▸ **FOLGENDES BEARBEITEN**:
**1.** In welchem Jahr wurde das Heiltum laut dem Text über das Andechser Heiltum wiedergefunden?
**2.** Übersetze diesen Satz aus dem Text über das Andechser Heiltum ins Englische: „Denn manchmal bedient sich Gott auch der unvernünftigen Kreatur, um den Menschen wieder zur Vernunft zu rufen.“
**3.** Gib aus dem Text über das Andechser Heiltum den Abschnitt von "Die Sendung der –" bis "Vernunft zu rufen." wortgetreu wieder.

▸ **LESETEXT**:
===

Lieber Abt Johannes,
liebe Schwestern und Brüder im Herrn!
Die Sendung der – und nicht „mit der“ – Maus
Eine Maus war es, die der Überlieferung nach die Erinnerung an das Heiltum in Andechs wiederbelebte. Denn die Maus habe ein Verzeichnis mit den Reliquien ans Tageslicht befördert. Daraufhin erst habe man in Andechs begonnen, nach dem vergessenen Heiltum zu suchen und habe es dann im Jahre 1388 glücklicherweise wiedergefunden. Es war also die Sendung der Maus und nicht „die Sendung mit der Maus“. Denn manchmal bedient sich Gott auch der unvernünftigen Kreatur, um den Menschen wieder zur Vernunft zu rufen.

===

[Gespeicherte Daten]
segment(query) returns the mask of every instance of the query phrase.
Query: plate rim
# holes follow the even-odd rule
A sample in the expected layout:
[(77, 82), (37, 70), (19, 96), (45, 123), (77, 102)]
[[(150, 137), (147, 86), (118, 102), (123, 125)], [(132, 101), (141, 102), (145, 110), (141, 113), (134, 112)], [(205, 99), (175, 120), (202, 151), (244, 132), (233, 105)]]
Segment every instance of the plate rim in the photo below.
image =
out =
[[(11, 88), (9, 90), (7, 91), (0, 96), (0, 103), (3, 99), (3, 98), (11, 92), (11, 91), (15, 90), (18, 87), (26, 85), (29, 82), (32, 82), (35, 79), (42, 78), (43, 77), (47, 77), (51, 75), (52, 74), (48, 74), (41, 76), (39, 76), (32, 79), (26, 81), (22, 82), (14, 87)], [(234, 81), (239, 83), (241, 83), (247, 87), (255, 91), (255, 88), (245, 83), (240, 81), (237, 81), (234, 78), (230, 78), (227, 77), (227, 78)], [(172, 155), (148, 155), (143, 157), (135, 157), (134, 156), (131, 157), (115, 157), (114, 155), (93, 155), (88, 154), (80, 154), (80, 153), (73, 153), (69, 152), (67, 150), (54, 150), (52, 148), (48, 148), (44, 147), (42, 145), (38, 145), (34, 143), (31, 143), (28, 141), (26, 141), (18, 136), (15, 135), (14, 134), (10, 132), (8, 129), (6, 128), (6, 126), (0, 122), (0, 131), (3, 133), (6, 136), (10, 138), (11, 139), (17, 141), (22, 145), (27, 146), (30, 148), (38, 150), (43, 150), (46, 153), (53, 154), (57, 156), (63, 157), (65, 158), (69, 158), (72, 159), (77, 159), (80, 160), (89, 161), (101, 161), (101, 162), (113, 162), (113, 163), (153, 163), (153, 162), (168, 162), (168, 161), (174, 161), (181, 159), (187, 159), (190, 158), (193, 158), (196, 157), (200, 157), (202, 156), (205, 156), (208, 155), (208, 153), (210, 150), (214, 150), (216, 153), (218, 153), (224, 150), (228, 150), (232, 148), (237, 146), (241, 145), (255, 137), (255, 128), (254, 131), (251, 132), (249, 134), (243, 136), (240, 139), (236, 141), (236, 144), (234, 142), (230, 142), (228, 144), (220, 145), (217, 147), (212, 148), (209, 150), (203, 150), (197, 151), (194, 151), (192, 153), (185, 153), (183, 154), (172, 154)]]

===

▸ **ANTWORTEN**:
**1.** Im Jahr 1388.

**2.** For sometimes God also makes use of the irrational creature to call people back to reason.

**3.**
Die Sendung der – und nicht „mit der“ – Maus
Eine Maus war es, die der Überlieferung nach die Erinnerung an das Heiltum in Andechs wiederbelebte. Denn die Maus habe ein Verzeichnis mit den Reliquien ans Tageslicht befördert. Daraufhin erst habe man in Andechs begonnen, nach dem vergessenen Heiltum zu suchen und habe es dann im Jahre 1388 glücklicherweise wiedergefunden. Es war also die Sendung der Maus und nicht „die Sendung mit der Maus“. Denn manchmal bedient sich Gott auch der unvernünftigen Kreatur, um den Menschen wieder zur Vernunft zu rufen.